Image region labeling entries
□ □ □ □ □
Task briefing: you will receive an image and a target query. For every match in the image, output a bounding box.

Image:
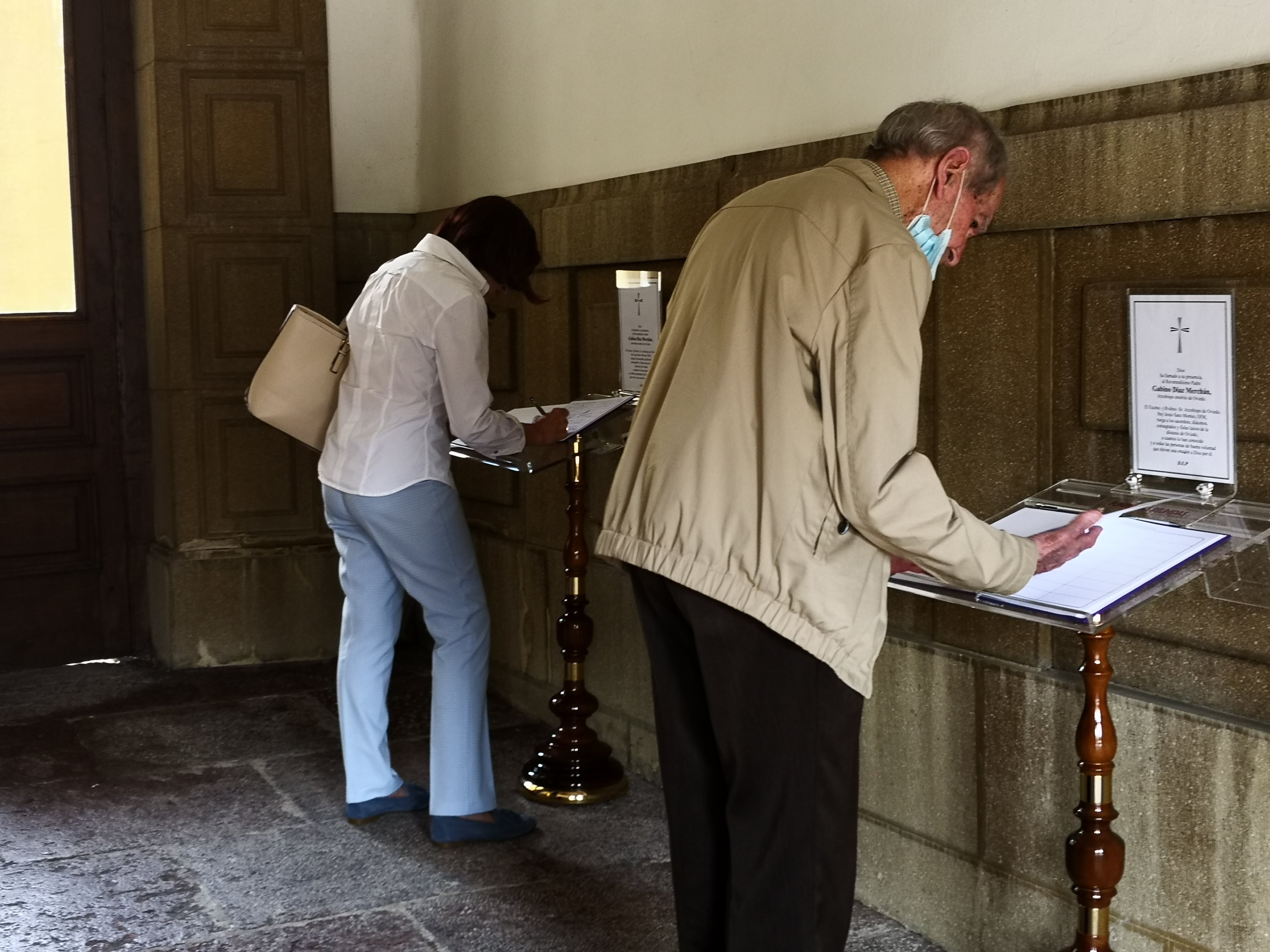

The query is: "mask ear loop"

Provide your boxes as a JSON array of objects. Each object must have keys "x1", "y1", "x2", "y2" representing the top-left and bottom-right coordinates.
[
  {"x1": 917, "y1": 175, "x2": 937, "y2": 218},
  {"x1": 921, "y1": 169, "x2": 965, "y2": 231}
]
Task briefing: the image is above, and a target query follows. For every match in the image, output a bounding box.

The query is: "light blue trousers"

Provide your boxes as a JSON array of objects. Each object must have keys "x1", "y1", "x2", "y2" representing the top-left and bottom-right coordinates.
[{"x1": 323, "y1": 480, "x2": 494, "y2": 816}]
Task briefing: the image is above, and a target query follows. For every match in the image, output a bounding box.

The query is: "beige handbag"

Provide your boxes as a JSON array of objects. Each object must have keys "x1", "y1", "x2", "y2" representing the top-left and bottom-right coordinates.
[{"x1": 246, "y1": 305, "x2": 348, "y2": 452}]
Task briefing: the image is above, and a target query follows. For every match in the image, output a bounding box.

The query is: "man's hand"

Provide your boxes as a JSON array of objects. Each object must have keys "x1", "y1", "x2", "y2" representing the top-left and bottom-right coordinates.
[
  {"x1": 890, "y1": 556, "x2": 926, "y2": 575},
  {"x1": 521, "y1": 406, "x2": 569, "y2": 447},
  {"x1": 1031, "y1": 509, "x2": 1102, "y2": 575}
]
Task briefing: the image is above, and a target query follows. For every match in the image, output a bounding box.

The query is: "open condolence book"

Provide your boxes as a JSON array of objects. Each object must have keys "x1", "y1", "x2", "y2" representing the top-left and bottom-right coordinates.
[{"x1": 895, "y1": 508, "x2": 1229, "y2": 618}]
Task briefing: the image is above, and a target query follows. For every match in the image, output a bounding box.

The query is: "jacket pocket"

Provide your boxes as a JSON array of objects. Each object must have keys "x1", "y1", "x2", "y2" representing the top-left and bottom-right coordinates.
[{"x1": 812, "y1": 504, "x2": 851, "y2": 561}]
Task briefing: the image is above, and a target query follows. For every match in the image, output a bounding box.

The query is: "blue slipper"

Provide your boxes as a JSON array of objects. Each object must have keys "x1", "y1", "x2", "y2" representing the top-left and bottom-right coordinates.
[
  {"x1": 344, "y1": 783, "x2": 428, "y2": 826},
  {"x1": 432, "y1": 810, "x2": 538, "y2": 847}
]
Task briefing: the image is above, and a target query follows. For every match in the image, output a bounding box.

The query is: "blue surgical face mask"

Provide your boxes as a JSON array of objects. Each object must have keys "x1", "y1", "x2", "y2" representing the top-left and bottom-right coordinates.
[{"x1": 908, "y1": 173, "x2": 965, "y2": 281}]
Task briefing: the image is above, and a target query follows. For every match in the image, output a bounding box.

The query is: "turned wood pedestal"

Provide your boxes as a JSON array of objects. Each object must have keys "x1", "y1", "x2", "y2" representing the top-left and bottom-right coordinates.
[
  {"x1": 521, "y1": 437, "x2": 627, "y2": 806},
  {"x1": 1067, "y1": 627, "x2": 1124, "y2": 952}
]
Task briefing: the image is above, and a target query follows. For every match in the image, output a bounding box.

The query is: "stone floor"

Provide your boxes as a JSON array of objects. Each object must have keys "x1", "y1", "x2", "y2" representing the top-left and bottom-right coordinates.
[{"x1": 0, "y1": 657, "x2": 938, "y2": 952}]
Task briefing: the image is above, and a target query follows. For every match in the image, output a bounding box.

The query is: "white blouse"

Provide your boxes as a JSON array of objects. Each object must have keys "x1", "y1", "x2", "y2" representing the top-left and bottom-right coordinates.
[{"x1": 318, "y1": 235, "x2": 525, "y2": 496}]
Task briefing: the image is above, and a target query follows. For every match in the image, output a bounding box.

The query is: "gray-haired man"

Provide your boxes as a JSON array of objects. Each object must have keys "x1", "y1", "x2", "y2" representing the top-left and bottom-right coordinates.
[{"x1": 598, "y1": 103, "x2": 1098, "y2": 952}]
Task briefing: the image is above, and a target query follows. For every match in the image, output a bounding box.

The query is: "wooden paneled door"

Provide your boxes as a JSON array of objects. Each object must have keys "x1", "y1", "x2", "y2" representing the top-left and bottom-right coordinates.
[{"x1": 0, "y1": 0, "x2": 149, "y2": 668}]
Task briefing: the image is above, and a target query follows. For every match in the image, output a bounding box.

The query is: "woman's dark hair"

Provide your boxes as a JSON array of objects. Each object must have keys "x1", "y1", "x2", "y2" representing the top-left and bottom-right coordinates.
[{"x1": 436, "y1": 195, "x2": 546, "y2": 305}]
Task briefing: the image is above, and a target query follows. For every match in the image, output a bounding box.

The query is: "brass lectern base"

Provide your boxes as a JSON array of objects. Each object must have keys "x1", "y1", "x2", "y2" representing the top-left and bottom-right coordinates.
[{"x1": 521, "y1": 777, "x2": 630, "y2": 806}]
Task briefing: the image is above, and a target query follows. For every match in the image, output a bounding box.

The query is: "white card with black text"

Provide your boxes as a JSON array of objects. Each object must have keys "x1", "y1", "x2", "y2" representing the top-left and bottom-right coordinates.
[{"x1": 1129, "y1": 293, "x2": 1236, "y2": 482}]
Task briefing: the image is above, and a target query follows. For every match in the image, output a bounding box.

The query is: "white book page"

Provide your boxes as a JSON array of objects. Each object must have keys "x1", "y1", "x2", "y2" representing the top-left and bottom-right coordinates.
[
  {"x1": 508, "y1": 396, "x2": 635, "y2": 439},
  {"x1": 895, "y1": 508, "x2": 1228, "y2": 617},
  {"x1": 993, "y1": 509, "x2": 1226, "y2": 615}
]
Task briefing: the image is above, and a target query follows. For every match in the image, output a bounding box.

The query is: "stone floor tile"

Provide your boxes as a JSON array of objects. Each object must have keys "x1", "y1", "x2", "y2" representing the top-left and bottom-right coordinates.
[
  {"x1": 183, "y1": 813, "x2": 546, "y2": 928},
  {"x1": 161, "y1": 909, "x2": 442, "y2": 952},
  {"x1": 0, "y1": 851, "x2": 225, "y2": 952},
  {"x1": 0, "y1": 659, "x2": 174, "y2": 724},
  {"x1": 253, "y1": 741, "x2": 353, "y2": 821},
  {"x1": 0, "y1": 766, "x2": 307, "y2": 862},
  {"x1": 408, "y1": 863, "x2": 677, "y2": 952},
  {"x1": 847, "y1": 902, "x2": 940, "y2": 952},
  {"x1": 74, "y1": 694, "x2": 339, "y2": 774},
  {"x1": 0, "y1": 717, "x2": 95, "y2": 788}
]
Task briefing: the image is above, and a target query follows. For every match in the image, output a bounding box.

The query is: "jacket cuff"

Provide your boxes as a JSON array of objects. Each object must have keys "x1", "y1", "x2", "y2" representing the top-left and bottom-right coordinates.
[{"x1": 998, "y1": 536, "x2": 1040, "y2": 595}]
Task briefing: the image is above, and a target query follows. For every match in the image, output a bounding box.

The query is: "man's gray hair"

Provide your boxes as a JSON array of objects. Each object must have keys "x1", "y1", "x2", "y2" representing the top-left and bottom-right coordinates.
[{"x1": 864, "y1": 99, "x2": 1010, "y2": 194}]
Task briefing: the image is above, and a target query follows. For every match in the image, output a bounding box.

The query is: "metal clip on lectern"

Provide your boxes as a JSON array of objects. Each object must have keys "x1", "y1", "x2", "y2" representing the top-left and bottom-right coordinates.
[{"x1": 890, "y1": 290, "x2": 1270, "y2": 952}]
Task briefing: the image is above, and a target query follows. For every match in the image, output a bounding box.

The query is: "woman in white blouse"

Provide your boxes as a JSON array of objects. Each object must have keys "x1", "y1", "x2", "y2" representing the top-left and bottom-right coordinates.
[{"x1": 318, "y1": 195, "x2": 567, "y2": 844}]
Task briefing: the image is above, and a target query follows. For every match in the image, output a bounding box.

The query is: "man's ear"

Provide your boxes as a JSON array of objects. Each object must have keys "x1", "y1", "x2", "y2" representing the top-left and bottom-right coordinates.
[{"x1": 935, "y1": 146, "x2": 973, "y2": 198}]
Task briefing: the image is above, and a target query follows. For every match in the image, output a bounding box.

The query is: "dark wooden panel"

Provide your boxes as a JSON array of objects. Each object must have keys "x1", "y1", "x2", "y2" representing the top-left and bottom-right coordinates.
[
  {"x1": 181, "y1": 70, "x2": 309, "y2": 217},
  {"x1": 489, "y1": 307, "x2": 521, "y2": 396},
  {"x1": 0, "y1": 354, "x2": 92, "y2": 449},
  {"x1": 194, "y1": 399, "x2": 321, "y2": 538},
  {"x1": 0, "y1": 480, "x2": 98, "y2": 577},
  {"x1": 189, "y1": 235, "x2": 312, "y2": 378},
  {"x1": 181, "y1": 0, "x2": 300, "y2": 50},
  {"x1": 0, "y1": 0, "x2": 150, "y2": 668}
]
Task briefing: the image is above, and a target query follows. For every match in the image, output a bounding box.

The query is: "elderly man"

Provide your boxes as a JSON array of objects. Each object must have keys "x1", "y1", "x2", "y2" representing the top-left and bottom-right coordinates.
[{"x1": 598, "y1": 101, "x2": 1098, "y2": 952}]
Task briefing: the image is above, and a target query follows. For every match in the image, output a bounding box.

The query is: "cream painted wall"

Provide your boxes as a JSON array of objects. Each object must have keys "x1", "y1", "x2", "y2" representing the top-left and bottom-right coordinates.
[
  {"x1": 326, "y1": 0, "x2": 432, "y2": 212},
  {"x1": 320, "y1": 0, "x2": 1270, "y2": 212}
]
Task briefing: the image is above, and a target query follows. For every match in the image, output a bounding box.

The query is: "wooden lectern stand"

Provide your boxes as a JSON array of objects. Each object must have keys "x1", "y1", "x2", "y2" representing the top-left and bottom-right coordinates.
[
  {"x1": 890, "y1": 480, "x2": 1270, "y2": 952},
  {"x1": 450, "y1": 408, "x2": 634, "y2": 806},
  {"x1": 521, "y1": 434, "x2": 627, "y2": 806}
]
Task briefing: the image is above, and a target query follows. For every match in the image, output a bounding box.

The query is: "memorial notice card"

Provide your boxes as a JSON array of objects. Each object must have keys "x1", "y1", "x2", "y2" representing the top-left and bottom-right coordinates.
[
  {"x1": 1129, "y1": 293, "x2": 1236, "y2": 482},
  {"x1": 617, "y1": 270, "x2": 662, "y2": 393}
]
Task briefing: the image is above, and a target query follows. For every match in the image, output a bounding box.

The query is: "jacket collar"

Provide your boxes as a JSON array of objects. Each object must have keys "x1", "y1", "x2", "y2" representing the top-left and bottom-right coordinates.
[
  {"x1": 414, "y1": 235, "x2": 489, "y2": 295},
  {"x1": 829, "y1": 159, "x2": 904, "y2": 221}
]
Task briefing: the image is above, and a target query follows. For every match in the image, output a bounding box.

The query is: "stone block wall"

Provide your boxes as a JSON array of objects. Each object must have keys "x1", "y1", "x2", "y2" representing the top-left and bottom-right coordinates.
[{"x1": 337, "y1": 67, "x2": 1270, "y2": 952}]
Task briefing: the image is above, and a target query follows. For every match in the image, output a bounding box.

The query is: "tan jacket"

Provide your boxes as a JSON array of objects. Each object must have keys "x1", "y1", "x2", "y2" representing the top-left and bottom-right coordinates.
[{"x1": 597, "y1": 159, "x2": 1036, "y2": 697}]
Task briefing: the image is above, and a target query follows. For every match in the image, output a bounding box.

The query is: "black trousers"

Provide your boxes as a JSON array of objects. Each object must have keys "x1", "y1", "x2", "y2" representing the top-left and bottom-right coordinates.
[{"x1": 629, "y1": 566, "x2": 864, "y2": 952}]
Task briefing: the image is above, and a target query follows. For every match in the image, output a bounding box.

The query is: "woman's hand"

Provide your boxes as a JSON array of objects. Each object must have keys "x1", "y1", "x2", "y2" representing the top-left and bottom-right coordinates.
[{"x1": 521, "y1": 406, "x2": 569, "y2": 447}]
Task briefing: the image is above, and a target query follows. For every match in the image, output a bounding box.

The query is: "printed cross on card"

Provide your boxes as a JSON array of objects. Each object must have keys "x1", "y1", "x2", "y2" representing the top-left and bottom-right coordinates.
[{"x1": 1169, "y1": 315, "x2": 1190, "y2": 354}]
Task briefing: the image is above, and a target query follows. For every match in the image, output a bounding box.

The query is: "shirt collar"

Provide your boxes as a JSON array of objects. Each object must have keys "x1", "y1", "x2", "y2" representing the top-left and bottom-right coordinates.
[
  {"x1": 829, "y1": 159, "x2": 904, "y2": 221},
  {"x1": 860, "y1": 159, "x2": 904, "y2": 221},
  {"x1": 414, "y1": 235, "x2": 489, "y2": 295}
]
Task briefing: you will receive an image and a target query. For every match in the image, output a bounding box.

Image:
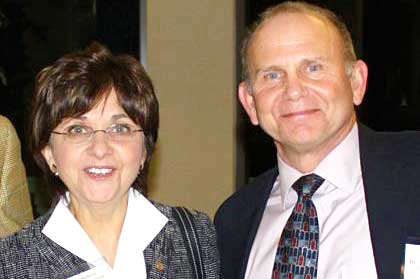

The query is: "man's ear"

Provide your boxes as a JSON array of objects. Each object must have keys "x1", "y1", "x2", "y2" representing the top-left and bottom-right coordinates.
[
  {"x1": 238, "y1": 81, "x2": 259, "y2": 125},
  {"x1": 41, "y1": 145, "x2": 57, "y2": 173},
  {"x1": 350, "y1": 60, "x2": 368, "y2": 106}
]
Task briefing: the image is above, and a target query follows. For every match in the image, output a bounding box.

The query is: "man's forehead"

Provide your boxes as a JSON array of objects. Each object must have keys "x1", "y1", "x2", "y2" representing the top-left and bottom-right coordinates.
[{"x1": 248, "y1": 13, "x2": 340, "y2": 63}]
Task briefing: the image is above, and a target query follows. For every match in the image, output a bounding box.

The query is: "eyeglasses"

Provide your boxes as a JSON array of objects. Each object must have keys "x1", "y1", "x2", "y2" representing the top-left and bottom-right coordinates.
[{"x1": 51, "y1": 124, "x2": 143, "y2": 143}]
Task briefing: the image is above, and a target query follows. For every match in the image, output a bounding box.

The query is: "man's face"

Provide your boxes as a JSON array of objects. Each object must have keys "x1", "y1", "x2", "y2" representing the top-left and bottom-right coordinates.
[{"x1": 239, "y1": 13, "x2": 367, "y2": 161}]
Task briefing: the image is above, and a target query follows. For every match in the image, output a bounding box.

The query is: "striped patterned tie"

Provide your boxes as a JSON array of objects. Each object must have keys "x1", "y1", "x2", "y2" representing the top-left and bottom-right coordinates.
[{"x1": 272, "y1": 174, "x2": 324, "y2": 279}]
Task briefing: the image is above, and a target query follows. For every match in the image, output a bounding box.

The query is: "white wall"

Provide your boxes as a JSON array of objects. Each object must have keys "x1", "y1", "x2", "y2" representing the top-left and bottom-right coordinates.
[{"x1": 147, "y1": 0, "x2": 236, "y2": 219}]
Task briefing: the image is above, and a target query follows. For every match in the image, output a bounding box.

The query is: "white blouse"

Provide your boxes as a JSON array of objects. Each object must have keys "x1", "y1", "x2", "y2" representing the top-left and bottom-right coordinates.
[{"x1": 42, "y1": 189, "x2": 168, "y2": 279}]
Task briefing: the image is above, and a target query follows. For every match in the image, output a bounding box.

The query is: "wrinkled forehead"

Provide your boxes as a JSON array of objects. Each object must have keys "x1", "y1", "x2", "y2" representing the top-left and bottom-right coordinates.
[{"x1": 247, "y1": 12, "x2": 344, "y2": 67}]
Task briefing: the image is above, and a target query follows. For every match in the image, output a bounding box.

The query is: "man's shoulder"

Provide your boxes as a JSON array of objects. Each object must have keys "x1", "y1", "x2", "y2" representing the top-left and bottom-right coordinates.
[
  {"x1": 216, "y1": 166, "x2": 278, "y2": 222},
  {"x1": 360, "y1": 126, "x2": 420, "y2": 159}
]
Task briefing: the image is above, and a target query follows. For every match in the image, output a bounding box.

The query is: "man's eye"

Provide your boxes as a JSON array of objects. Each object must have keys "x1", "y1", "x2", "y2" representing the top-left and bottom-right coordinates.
[
  {"x1": 67, "y1": 125, "x2": 89, "y2": 135},
  {"x1": 264, "y1": 72, "x2": 280, "y2": 80},
  {"x1": 307, "y1": 64, "x2": 322, "y2": 72},
  {"x1": 110, "y1": 124, "x2": 131, "y2": 134}
]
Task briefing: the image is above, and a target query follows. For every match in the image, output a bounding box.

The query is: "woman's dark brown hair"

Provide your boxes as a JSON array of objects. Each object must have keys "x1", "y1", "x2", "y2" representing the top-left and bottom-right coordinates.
[{"x1": 31, "y1": 42, "x2": 159, "y2": 195}]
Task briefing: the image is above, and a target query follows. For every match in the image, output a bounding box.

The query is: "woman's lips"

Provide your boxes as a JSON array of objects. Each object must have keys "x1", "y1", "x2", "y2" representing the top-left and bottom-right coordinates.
[{"x1": 84, "y1": 167, "x2": 115, "y2": 179}]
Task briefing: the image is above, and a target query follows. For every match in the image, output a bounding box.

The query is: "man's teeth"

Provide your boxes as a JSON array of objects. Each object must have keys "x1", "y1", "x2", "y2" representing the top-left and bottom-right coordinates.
[{"x1": 88, "y1": 168, "x2": 112, "y2": 174}]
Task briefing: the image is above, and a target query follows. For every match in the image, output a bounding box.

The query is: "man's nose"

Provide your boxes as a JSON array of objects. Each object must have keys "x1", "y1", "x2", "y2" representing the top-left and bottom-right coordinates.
[{"x1": 284, "y1": 75, "x2": 306, "y2": 101}]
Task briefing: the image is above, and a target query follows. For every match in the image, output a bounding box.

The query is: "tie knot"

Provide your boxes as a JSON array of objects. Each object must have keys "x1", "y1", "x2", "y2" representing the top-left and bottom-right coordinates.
[{"x1": 292, "y1": 173, "x2": 324, "y2": 199}]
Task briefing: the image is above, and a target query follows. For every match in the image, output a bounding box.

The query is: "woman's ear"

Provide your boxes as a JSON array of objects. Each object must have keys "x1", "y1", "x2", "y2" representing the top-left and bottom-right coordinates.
[{"x1": 41, "y1": 145, "x2": 57, "y2": 173}]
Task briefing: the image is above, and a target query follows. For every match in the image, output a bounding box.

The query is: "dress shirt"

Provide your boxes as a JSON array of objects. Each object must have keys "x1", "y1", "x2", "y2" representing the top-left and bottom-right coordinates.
[
  {"x1": 245, "y1": 124, "x2": 377, "y2": 279},
  {"x1": 42, "y1": 189, "x2": 168, "y2": 279}
]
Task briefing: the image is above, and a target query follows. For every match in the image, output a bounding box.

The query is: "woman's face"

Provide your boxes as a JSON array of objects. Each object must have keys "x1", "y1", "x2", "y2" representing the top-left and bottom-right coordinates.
[{"x1": 42, "y1": 89, "x2": 146, "y2": 206}]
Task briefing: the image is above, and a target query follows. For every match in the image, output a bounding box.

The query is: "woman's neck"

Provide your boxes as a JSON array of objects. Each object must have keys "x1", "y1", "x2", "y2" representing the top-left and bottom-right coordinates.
[{"x1": 69, "y1": 196, "x2": 128, "y2": 267}]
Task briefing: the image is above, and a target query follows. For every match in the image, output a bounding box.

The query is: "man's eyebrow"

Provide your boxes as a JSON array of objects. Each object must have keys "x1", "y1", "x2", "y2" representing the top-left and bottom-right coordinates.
[{"x1": 255, "y1": 65, "x2": 282, "y2": 75}]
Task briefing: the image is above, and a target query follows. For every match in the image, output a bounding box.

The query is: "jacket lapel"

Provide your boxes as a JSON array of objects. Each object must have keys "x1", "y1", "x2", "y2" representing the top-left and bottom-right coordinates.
[
  {"x1": 239, "y1": 167, "x2": 278, "y2": 278},
  {"x1": 359, "y1": 124, "x2": 407, "y2": 278},
  {"x1": 144, "y1": 220, "x2": 174, "y2": 279}
]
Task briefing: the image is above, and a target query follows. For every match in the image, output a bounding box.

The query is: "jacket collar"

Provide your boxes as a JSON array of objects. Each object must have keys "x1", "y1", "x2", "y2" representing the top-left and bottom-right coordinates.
[{"x1": 359, "y1": 124, "x2": 407, "y2": 278}]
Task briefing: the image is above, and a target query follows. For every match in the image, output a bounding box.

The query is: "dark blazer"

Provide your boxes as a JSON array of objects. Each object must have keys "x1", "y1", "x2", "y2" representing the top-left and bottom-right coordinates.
[
  {"x1": 0, "y1": 203, "x2": 220, "y2": 279},
  {"x1": 215, "y1": 124, "x2": 420, "y2": 279}
]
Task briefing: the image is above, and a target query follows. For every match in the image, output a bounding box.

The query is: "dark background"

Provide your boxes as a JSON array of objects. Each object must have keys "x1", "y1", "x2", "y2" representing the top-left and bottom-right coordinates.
[{"x1": 0, "y1": 0, "x2": 420, "y2": 212}]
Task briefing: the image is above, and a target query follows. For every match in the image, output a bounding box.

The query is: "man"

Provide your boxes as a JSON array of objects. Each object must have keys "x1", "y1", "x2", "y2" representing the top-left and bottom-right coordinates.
[
  {"x1": 215, "y1": 2, "x2": 420, "y2": 279},
  {"x1": 0, "y1": 115, "x2": 32, "y2": 237}
]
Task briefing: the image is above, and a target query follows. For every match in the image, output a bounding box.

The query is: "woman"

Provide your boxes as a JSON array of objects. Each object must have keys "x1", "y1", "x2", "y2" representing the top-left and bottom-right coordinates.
[{"x1": 0, "y1": 43, "x2": 219, "y2": 279}]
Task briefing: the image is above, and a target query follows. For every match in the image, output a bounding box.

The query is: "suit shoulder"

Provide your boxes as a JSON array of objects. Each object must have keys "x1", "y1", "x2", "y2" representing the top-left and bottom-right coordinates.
[
  {"x1": 215, "y1": 167, "x2": 278, "y2": 223},
  {"x1": 369, "y1": 131, "x2": 420, "y2": 157}
]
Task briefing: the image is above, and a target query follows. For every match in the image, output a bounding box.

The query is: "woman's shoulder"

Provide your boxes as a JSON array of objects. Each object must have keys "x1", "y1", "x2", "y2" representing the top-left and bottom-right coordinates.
[
  {"x1": 150, "y1": 201, "x2": 211, "y2": 226},
  {"x1": 0, "y1": 214, "x2": 50, "y2": 251}
]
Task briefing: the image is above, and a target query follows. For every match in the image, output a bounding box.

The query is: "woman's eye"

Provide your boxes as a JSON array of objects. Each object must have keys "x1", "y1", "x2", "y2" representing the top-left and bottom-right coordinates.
[
  {"x1": 111, "y1": 124, "x2": 131, "y2": 134},
  {"x1": 67, "y1": 125, "x2": 89, "y2": 135}
]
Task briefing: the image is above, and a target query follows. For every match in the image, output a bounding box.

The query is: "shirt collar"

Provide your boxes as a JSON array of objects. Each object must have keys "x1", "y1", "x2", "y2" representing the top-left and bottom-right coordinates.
[
  {"x1": 42, "y1": 189, "x2": 168, "y2": 278},
  {"x1": 272, "y1": 124, "x2": 361, "y2": 201}
]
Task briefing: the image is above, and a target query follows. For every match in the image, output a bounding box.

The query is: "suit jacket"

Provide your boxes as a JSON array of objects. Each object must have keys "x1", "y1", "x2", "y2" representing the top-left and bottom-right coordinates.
[
  {"x1": 0, "y1": 203, "x2": 220, "y2": 279},
  {"x1": 215, "y1": 124, "x2": 420, "y2": 279},
  {"x1": 0, "y1": 116, "x2": 32, "y2": 237}
]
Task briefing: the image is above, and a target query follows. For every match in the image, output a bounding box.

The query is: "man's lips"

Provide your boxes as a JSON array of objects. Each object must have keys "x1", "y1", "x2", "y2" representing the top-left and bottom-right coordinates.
[{"x1": 281, "y1": 109, "x2": 319, "y2": 118}]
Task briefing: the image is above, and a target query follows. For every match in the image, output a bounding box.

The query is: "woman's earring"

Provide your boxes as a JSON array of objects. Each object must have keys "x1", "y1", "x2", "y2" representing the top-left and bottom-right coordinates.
[{"x1": 52, "y1": 164, "x2": 60, "y2": 176}]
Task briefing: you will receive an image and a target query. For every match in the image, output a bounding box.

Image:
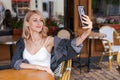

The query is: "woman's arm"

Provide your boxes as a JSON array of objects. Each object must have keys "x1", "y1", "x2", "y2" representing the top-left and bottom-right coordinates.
[{"x1": 76, "y1": 15, "x2": 92, "y2": 46}]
□ □ □ □ □
◆ Instructions for the task
Report how many lines of the records contain the string "wall", matching case exactly. Give only the number.

◆ Result of the exercise
3